This dim, fire-lit opening scene is frenetic and frenzied, almost to the point of confusion. Despite Atlee’s gratuitous use of speed-ramping—quick transitions between slow-motion and high-speed within the same motion, popularized by Zack Snyder’s 300—no individual shot seems to last more than a second. It’s an issue that pervades the entire film, but it also imbues Khan with a superhuman physical quality at first, like he’s too elusive and powerful for the frame to fully capture.
Thirty years later, and without much explanation, an older, bald-headed Khan is re-introduced in a cosmopolitan setting aboard a metro train, which he sabotages and holds hostage alongside an elite squad of six high-tech, highly armed young women, each with their own unique spy talents. He goes by the name Vikram Rathore, and his team addresses him with diligent calls of “Good to go, chief!” With a grizzled rasp in his voice (akin to that of Bollywood legend Amitabh Bachchan), he makes a list of terrorist demands with noble outcomes, like the redistribution of wealth, and the disentanglement of politics from the influence of private industry. It becomes an instant TV spectacle. Meanwhile, police negotiator Narmada (Nayanthara) uses her skills and connections to get Rathore what he wants while also planning his capture, but he outsmarts her in audacious fashion, luring all of his hostages onto his side with sob stories about his six partners-in-crime and their reasons for assisting in his Robin Hood mission.
He explains, cartoonishly and at length, the inequities wrought upon common Indians, like farmers and students, by their government’s predatory practices. And while the film isn’t exactly about these structural mechanics, they’re folded explicitly into its purview so that the extras in each scene can help build its flimsy moral foundation. Jawan is a film in which each reaction shot is of someone shedding tears over plot exposition, though it’s seldom moving in and of itself (it rarely needs to be; not when its politics take the form of a Saw trap at one point). However, on occasion, these explanations of motive veer into lengthy flashbacks meant to further support the notion that Rathore’s ethical terrorism is rooted in severe injustice, and that he and his Charlie’s Angels are out to give the system a quick fix by holding it ransom. It’s a saccharine, righteous fantasy played on fast forward.
Few scenes or exchanges last long enough to allow for any thematic impact or meaning to take hold, so the words themselves often have to suffice. However, when your verbose, function-first dialogue is delivered by Khan, who knows exactly how to fine tune it for mass appeal, connective tissue and visual comprehensibility can safely take a backseat without things completely falling apart. Jawan often feels on the verge of collapse under the immense weight of its imagery, but the cast keeps it together, led by Khan’s expert comedic and dramatic timing, often in the same moment. A “special appearance” by his Pathaan co-star Deepika Padukone leads to some of the film’s only emotionally effective moments, and completing the equation is the quiet menace of Vijay Sethupathi as the aged, villainous business magnate Kaalie Gaikwad. His subtle, modulated, and at times terrifying performance makes for an alluring contrast with Khan’s bombast.

*****

## Set task 1
Pick out every line of the records below that contains the string "dark", and copy each one in full.

*****

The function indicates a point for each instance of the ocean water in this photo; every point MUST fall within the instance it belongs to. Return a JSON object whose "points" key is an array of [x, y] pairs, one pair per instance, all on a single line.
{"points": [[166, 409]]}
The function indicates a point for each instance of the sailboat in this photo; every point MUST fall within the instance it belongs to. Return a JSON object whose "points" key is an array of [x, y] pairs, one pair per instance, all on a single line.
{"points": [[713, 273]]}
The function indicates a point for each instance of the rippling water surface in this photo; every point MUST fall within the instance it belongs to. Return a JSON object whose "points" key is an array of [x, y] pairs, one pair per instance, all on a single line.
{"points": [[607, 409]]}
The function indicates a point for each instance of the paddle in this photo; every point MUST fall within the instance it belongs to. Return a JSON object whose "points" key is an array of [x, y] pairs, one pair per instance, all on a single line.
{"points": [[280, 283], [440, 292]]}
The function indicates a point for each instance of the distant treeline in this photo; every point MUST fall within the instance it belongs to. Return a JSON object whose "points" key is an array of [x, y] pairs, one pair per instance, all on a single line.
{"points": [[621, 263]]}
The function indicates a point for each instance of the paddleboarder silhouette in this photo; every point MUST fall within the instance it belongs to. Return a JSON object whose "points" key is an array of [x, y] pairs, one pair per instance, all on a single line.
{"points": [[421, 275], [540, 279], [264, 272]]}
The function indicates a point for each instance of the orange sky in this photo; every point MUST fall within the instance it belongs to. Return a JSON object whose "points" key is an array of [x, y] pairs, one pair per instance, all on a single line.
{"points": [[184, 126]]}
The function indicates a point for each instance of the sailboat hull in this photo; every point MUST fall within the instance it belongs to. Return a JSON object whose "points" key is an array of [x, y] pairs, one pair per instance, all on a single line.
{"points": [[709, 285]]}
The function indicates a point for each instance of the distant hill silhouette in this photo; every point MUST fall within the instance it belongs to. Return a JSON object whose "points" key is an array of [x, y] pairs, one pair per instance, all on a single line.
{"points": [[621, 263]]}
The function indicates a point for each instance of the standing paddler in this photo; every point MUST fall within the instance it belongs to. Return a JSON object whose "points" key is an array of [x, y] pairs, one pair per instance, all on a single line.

*****

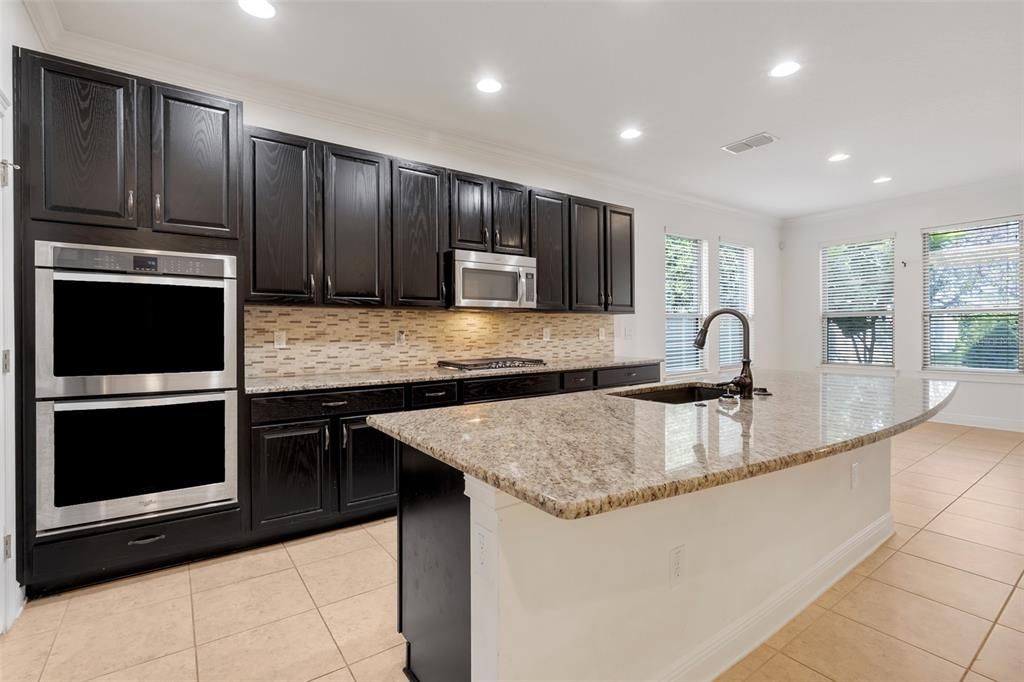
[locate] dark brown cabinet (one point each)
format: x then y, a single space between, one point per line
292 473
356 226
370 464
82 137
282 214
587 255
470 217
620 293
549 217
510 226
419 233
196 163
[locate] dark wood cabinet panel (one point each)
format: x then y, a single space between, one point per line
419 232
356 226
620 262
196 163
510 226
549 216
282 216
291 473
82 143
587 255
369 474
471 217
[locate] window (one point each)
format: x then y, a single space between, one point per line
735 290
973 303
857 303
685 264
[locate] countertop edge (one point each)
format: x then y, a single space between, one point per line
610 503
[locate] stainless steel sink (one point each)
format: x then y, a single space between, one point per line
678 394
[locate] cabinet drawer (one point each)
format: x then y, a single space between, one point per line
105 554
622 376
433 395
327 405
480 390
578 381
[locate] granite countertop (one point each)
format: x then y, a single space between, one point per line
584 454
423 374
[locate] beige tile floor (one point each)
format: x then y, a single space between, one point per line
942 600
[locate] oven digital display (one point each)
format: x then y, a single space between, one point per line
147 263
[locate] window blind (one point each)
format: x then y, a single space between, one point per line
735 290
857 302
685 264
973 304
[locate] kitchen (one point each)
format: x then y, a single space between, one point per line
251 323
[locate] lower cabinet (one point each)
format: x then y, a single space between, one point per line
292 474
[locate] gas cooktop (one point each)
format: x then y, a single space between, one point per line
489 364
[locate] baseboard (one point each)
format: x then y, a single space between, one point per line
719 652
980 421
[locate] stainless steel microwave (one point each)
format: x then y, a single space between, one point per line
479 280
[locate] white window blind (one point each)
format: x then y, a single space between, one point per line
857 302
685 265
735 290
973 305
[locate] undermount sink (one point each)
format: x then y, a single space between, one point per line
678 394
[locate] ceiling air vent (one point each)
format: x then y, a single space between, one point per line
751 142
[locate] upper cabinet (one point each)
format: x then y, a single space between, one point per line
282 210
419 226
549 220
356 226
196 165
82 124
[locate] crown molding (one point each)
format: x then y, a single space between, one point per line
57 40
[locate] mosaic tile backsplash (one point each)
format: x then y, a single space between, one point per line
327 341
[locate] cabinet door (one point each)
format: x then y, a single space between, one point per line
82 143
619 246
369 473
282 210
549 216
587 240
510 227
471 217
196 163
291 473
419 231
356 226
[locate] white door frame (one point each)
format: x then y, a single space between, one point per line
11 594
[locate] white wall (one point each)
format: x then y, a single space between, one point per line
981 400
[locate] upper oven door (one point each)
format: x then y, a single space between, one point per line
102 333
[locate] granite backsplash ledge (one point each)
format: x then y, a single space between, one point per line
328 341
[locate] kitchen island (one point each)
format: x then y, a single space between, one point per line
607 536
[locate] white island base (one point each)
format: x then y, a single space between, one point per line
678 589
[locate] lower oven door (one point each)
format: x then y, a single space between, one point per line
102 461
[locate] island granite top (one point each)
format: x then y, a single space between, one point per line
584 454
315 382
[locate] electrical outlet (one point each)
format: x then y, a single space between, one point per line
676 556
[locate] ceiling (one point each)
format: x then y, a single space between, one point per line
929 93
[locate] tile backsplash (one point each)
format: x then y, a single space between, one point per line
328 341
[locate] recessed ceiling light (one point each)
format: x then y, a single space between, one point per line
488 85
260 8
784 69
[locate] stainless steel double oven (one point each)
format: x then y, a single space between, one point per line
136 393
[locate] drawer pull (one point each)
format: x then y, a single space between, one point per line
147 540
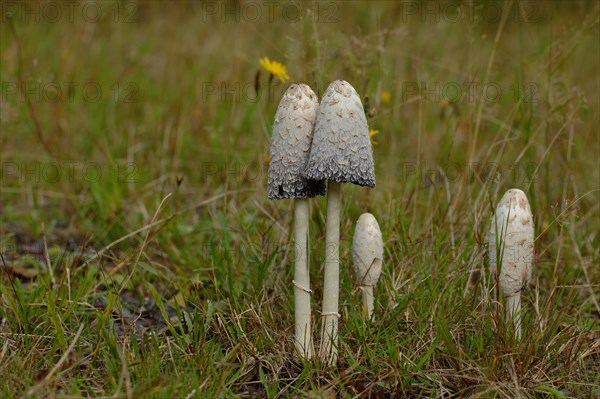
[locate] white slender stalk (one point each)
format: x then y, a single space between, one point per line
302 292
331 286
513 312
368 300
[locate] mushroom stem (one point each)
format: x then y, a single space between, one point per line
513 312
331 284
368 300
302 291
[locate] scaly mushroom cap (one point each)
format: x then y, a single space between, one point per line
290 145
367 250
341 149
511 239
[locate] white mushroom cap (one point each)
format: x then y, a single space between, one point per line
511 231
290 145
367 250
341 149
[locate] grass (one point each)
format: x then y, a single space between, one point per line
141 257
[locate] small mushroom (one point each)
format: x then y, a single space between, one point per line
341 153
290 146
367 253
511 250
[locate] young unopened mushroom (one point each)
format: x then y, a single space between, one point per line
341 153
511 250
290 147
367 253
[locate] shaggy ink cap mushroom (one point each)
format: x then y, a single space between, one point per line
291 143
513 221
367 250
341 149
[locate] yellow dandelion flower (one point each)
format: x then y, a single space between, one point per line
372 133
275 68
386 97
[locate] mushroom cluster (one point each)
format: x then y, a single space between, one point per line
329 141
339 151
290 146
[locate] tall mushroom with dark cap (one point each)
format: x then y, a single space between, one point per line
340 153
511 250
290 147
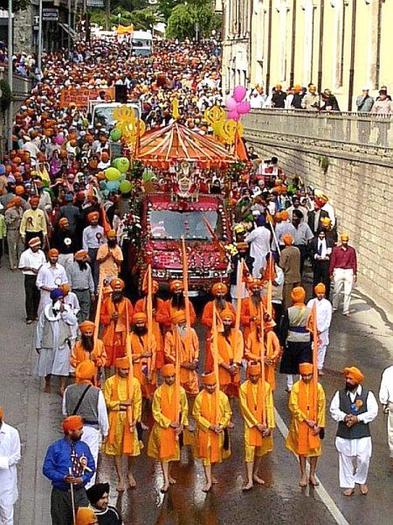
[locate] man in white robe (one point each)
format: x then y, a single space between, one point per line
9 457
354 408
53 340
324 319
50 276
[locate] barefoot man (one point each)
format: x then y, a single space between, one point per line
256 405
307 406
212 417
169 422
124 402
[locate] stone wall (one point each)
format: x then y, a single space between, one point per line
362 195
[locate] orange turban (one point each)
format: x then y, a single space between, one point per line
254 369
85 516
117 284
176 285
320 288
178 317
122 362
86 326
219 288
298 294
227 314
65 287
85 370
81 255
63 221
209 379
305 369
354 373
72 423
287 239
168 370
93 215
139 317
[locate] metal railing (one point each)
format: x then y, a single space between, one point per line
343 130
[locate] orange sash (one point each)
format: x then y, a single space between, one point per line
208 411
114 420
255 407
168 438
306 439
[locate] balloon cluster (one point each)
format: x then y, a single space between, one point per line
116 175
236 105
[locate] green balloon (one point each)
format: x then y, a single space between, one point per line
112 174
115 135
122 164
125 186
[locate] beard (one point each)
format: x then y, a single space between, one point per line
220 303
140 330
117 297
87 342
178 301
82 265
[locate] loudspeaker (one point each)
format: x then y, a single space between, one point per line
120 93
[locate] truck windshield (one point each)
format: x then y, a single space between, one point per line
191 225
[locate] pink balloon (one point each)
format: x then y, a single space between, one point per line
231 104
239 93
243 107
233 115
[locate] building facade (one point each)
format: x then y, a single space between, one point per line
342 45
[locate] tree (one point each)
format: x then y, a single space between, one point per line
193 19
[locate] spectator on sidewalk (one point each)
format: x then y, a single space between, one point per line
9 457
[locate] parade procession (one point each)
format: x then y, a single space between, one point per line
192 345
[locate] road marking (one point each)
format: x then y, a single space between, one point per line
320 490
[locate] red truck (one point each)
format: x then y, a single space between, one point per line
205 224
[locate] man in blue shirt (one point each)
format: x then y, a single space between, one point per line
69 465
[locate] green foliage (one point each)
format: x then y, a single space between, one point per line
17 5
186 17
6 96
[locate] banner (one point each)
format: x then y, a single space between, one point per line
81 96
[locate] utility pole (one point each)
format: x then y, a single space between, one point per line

*****

## Set task 2
According to the film review of Jawan, which actor plays the business magnate Kaalie Gaikwad?

## Full answer 1
[locate] dark brown cabinet (one point each)
[locate] dark wood cabinet panel (one point each)
[locate] tall mushroom with dark cap (one point each)

## Full answer 2
Vijay Sethupathi